- Extract to read:
After learning of the left-recursive concat stack overflow gotcha, or LeReConStOG as it is more commonly known, I figured I'd see if I could resolve it. I suspected that the process would be similar to one I hacked together to enable arbitrary-depth tail calls in Wombat-J (
).
And attached a patch, if you'd like to try it out. It applies cleanly to clojure-1.7.0 and master (as of today anyway).
You can think of Concat as a special Cons, only for sequences. Each Concat cell has a head
and a tail. The head is the first sequence in the concatenation, and the tail is
everything that follows. It could be a vanilla sequence, another Concat, or nil (null).
The basic idea is that if a Concat object is nested within another, they both actually
represent the same depth. So, we can flatten the left-recursive concats out, rather than
expand them recursively.
The basic flattening out (extrusion) algorithm is:
Extrude C:
let Head := C.Head
let Tail := C.Tail
while Head is a Concat object:
let Tail := Concat(Head.Tail, Tail)
let Head := Head.Head
return Concat(Head, Tail)
And then attempting to get a sequence from the head of the extruded Concat:
AttemptSeq C:
if Seq(C.Head) is not Null:
return Cons(Head.First, Concat(Head.Rest, Tail))
else:
return Null
And finally the process which gets the real sequence value:
Seq C:
let CExt := Extrude(C)
let S := AttemptSeq(CExt)
if S is Null: // The head is an empty sequence
while S is Null AND CExt.Tail is a Concat object:
let CExt := Extrude(CExt.Tail)
let S := AttemptSeq(CExt)
if S is Null: // We're either out of sequences, or CExt.Tail is a normal sequence
let S := Seq(SExt.Tail)
return S
That last one is a bit awkward, but the general idea is you start with something like
this:
(concat (concat my-seq nil) another-seq)
and extrusion turns it into this:
(concat my-seq (concat nil another-seq))
And if the new Head is not empty or Null, then AttemptSeq gives you this:
(cons (first my-seq) (concat (rest my-seq) (concat nil another-seq)))

- Given information:
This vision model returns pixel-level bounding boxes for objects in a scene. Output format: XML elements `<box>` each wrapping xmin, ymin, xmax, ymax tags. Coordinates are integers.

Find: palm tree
==
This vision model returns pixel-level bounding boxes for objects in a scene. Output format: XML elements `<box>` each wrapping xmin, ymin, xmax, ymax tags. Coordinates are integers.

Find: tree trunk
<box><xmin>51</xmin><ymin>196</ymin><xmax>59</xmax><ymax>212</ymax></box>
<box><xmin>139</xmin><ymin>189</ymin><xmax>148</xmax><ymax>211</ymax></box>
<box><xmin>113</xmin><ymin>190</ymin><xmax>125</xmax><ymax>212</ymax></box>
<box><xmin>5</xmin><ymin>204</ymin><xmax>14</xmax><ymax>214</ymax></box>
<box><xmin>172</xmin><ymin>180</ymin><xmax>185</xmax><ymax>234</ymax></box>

- Exercise 1:
Transcribe the stretch of the post on left-recursive concat from "if S is Null: // The" through "my-seq (concat nil another-seq))".
- Exercise 2:
According to the post on left-recursive concat, which versions does the attached patch apply cleanly to?

- Written answer 1:
if S is Null: // The head is an empty sequence
while S is Null AND CExt.Tail is a Concat object:
let CExt := Extrude(CExt.Tail)
let S := AttemptSeq(CExt)
if S is Null: // We're either out of sequences, or CExt.Tail is a normal sequence
let S := Seq(SExt.Tail)
return S
That last one is a bit awkward, but the general idea is you start with something like
this:
(concat (concat my-seq nil) another-seq)
and extrusion turns it into this:
(concat my-seq (concat nil another-seq))

- Written answer 2:
It applies cleanly to clojure-1.7.0 and master.